SQL Q&A: Inside Clustering, Mysterious Hangs, the SA Account, and More

Article
08/31/2016

SQL Q&AInside Clustering, Mysterious Hangs, the SA Account, and More

Edited by Nancy Michell

Q I need to gain a better understanding of how clustering works. Our environment will consist of 64-bit Windows Server® 2003 running SQL Server™ 2005, a SQL Server Reporting Services (SSRS) Web farm (a report server scale-out deployment), an SSRS TempDB Catalog server and SQL Server that pumps data from a third-party database via a linked server and will store the data for SSRS.

We want a 3-node active/active/passive cluster. Node1 would be active and would store the data pumped from the third-party database. Node2 would be active and would store the SSRS Catalog. Node3 would be passive and be a failover for either Node1 or Node2. Can you help?

A Unfortunately, too many people are misled by the terms active/active and active/passive in reference to SQL Server clustering. They think that SQL clustering may support "scale out" of one database or SQL instance across multiple servers. That's just not the case. On SQL Server, there is no such thing as an active/active database or instance. An "instance" is an installation of SQL Server with corresponding databases. Our clustering per SQL Server instance is active (1) to passive (n) always (note that the value of n is anywhere from 1 to 7 depending on your version of SQL Server). That's why it's called failover clustering.

Once that is understood, people can start to consider installing multiple instances of failover clustering on a set of nodes. For example three physical servers all using shared disks could have one instance that is active by default on Node 1 and a second instance that is active by default on Node 2, and both can fail to Node 3. The instances are completely separate; they do not share data and are not active/active. They are both active/passive and both share the same failover instance. If both instances fail to Node 3, then the challenge over time is knowing whether it will buckle under the load. By design, failover is intended to rely on equal processing power for the failover. If peak load requires two nodes for processing under normal operation, it is unlikely that Node 3 would survive under the peak load normally assigned to two nodes.

That said, given the relative cost of hardware capable of running a cluster, we understand how people would weigh the likelihood of both principal nodes failing simultaneously and forcing the entire load to one node. With that consideration in mind, they may make the business decision to assume the risk rather than purchase 100 percent failover capacity.

Fortunately, there's some good news: SQL Server 2005 offers many more options for high availability (HA), including alternatives that can fail over more quickly than a cluster and can even mean duplicate copies of data (clustering relies on a single SAN). The options include mirroring, peer-to-peer replication, and more. With those new alternatives, we have a lot more options to satisfy all sorts of needs, including some that may combine a number of HA features.

The Microsoft® Cluster Configuration Validation Wizard (ClusPrep), now available for download, replaces what used to be the Hardware Certification List (HCL) testing, which could take months to validate a complete configuration to deem it "supportable" under clustering. This puts the hardware validation tool into the hands of the DBA, further driving down the cost (in dollars and time) of getting certified hardware in place. It may even make it possible to validate and deploy heterogeneous hardware within one cluster node set.

OBJECTIVES:
**a)** Using the SQL clustering Q&A, answer each question:
(i) In the planned 3-node cluster, which node would be passive?
(ii) What range does the value of n cover in active (1) to passive (n) clustering?
(iii) What did the Cluster Configuration Validation Wizard replace?
**b)** Reproduce word for word the stretch of the SQL clustering Q&A from "A Unfortunately, too" through "called failover clustering.".
The lines after this text play no part in any of it.

DATASET EXCERPT:
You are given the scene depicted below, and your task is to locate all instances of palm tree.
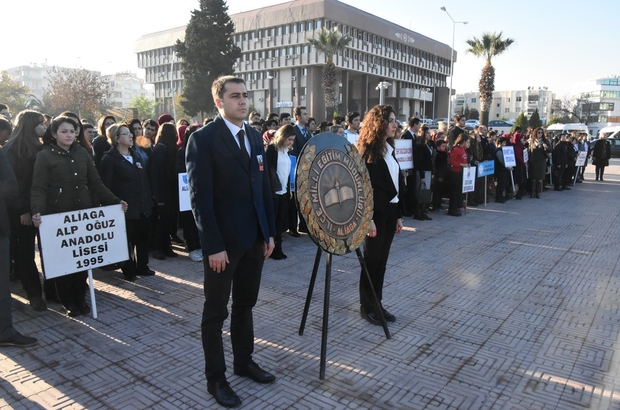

ANSWERS TO EACH TASK:
**a)**
(i) Node3
(ii) Anywhere from 1 to 7, depending on the version of SQL Server
(iii) Hardware Certification List (HCL) testing

**b)**
A Unfortunately, too many people are misled by the terms active/active and active/passive in reference to SQL Server clustering. They think that SQL clustering may support "scale out" of one database or SQL instance across multiple servers. That's just not the case. On SQL Server, there is no such thing as an active/active database or instance. An "instance" is an installation of SQL Server with corresponding databases. Our clustering per SQL Server instance is active (1) to passive (n) always (note that the value of n is anywhere from 1 to 7 depending on your version of SQL Server). That's why it's called failover clustering.